## SELECTED TEXT
* * *

Court File and Parties
COURT FILE NO.: CV-20-00641310-00CL DATE: 2021-12-13 SUPERIOR COURT OF JUSTICE – ONTARIO (COMMERCIAL LIST)
RE: MANNY KAPUR and XTHETICA INC., Plaintiffs
AND:
ZORAN KONEVIC, XTHETICA CANADA INC., TESLA ENERGY CORPORATION and NOTOX TECHNOLOGIES INC., Defendants
AND BETWEEN:
ZORAN KONEVIC, XTHETICA CANADA INC., and NOTOX TECHNOLOGIES INC., Plaintiffs by Counterclaim
AND:
MANNY KAPUR also known as MANVINDER KAPUR, XTHETICA INC., KAREN DIRSTEIN, EKATERINA KOTYLEVA, MIA WELLS, JENNIFER KAPUR also known as JENNIFER RUSCIO, and LASER ADVANTAGE LIMITED trading as LASER ADVANTAGE MEDSPA, MCKESSON SPECIALIZED DISTRIBUTION INC. and CROMA AESTHETICS CANADA LTD., Defendants by Counterclaim
BEFORE: Penny J.
COUNSEL: Howard J. Wolch, for Manny Kapur Sean N. Zeitz, for Zoran Konevic Jeremy Devereux, for McKesson Specialized Distribution Inc. Zohar Levy, for Croma Aesthetics Canada Ltd. Lucas E. Lung and Rebecca Shoom, for Xthetica Canada Inc. and Notox Technologies Inc.
HEARD: November 22, 2021
Endorsement
[1] This is a motion by Manny Kapur to vary the September 24, 2020 interlocutory order of Gilmore J. which granted, until trial, an injunction prohibiting Mr. Kapur from, among other things, competing in any way with Xthetica Canada Inc. (XCI) or soliciting the customers of XCI.
[2] Rule 59.06 permits a motion to vary an order “on the ground of…facts arising or discovered after” the order was made. The moving party must show that the evidence could not have been put forward through reasonable diligence at the time of the original motion and that the evidence, if known, might reasonably have altered the result.

* * *

## STORED RECORDS
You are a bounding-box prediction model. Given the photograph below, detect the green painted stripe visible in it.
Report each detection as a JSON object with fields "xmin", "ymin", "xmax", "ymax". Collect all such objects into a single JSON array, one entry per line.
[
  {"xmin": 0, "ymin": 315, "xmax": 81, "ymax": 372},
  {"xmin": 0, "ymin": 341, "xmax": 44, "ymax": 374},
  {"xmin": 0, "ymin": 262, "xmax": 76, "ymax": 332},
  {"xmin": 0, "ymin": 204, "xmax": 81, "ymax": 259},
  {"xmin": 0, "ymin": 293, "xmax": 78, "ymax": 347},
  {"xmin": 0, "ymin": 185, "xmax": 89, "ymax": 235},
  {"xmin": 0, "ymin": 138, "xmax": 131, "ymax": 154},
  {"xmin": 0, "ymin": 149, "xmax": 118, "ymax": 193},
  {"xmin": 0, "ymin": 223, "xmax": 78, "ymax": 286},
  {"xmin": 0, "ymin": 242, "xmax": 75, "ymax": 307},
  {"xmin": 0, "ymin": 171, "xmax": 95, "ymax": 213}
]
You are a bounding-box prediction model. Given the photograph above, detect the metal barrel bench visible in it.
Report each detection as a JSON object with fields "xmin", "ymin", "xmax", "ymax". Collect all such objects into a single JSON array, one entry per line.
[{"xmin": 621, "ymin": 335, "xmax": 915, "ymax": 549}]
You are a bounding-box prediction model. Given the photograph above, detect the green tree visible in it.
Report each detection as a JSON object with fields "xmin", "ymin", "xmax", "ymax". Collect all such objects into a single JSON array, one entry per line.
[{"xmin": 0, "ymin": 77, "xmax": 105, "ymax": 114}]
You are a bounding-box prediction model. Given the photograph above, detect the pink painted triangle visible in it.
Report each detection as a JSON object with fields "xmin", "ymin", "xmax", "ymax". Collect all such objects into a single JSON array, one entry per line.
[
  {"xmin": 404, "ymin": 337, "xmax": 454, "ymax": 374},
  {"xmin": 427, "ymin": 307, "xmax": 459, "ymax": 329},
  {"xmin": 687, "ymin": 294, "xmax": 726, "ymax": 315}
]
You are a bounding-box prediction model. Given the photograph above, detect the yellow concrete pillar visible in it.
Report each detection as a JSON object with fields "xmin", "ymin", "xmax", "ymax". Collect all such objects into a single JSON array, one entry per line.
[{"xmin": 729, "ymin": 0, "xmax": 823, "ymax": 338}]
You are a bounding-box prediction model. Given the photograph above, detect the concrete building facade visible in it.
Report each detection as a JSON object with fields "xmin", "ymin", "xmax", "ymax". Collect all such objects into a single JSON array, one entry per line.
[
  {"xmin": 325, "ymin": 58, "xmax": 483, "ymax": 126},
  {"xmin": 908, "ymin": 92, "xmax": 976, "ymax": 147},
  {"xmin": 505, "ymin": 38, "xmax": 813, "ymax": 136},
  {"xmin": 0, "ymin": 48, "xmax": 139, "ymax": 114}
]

* * *

## DIRECTIVE
Continue the court endorsement on the motion to vary the Kapur injunction, starting after its final paragraph.

## REPLY TO THE EXERCISE
[3] Most of the grounds advanced by Mr. Kapur on this motion were advanced before Gilmore J. Kapur sought leave to appeal that order and was unsuccessful. To the extent issues now raised were raised before Gilmore J. and/or on the motion for leave to appeal, the present motion is nothing more than a thinly veiled attempt to re-argue the merits. That, of course, is prohibited by Rule 59.06. For this reason, I reject most of the arguments advanced by Kapur as being an attempted re-do of the original motion.
[4] There are, however, two related issues that were not before Gilmore J. that gave me great concern and which caused me to take the matter under reserve for detailed and further consideration. The first of these issues is that, although the injunction was granted on September 24, 2020, over 15 months ago, at this point the pleadings are not even closed. There has been no production of documents, examinations have not even been scheduled and there is, for this reason, absolutely no prospect of an imminent trial of the claims advanced against Kapur and his corporate entities in these proceedings. The second issue is that the Professional Services Agreement (PSA) setting out the terms of Kapur’s work with XCI and which lay at the heart of the injunction granted by Gilmore J. in September 2020, specifically provides that Kapur is prohibited from: a) competing with XCI “during the term of this agreement” (which was only one year and expired in July 2020); and, b) soliciting XCI customers for six months following termination of Kapur’s employment, (which also occurred in July 2020).
[5] Having now considered the matter, for the reasons that follow I grant the motion in part.
[6] A party who has obtained an interlocutory injunction is obliged to pursue his or her case with reasonable dispatch. Failure to do so may result in the dissolution of the injunction: Bourganis v. Glarentzos (1978), 1978 CanLII 1651 (ON SC), 19 O.R. (2d) 327 (H.C.J.).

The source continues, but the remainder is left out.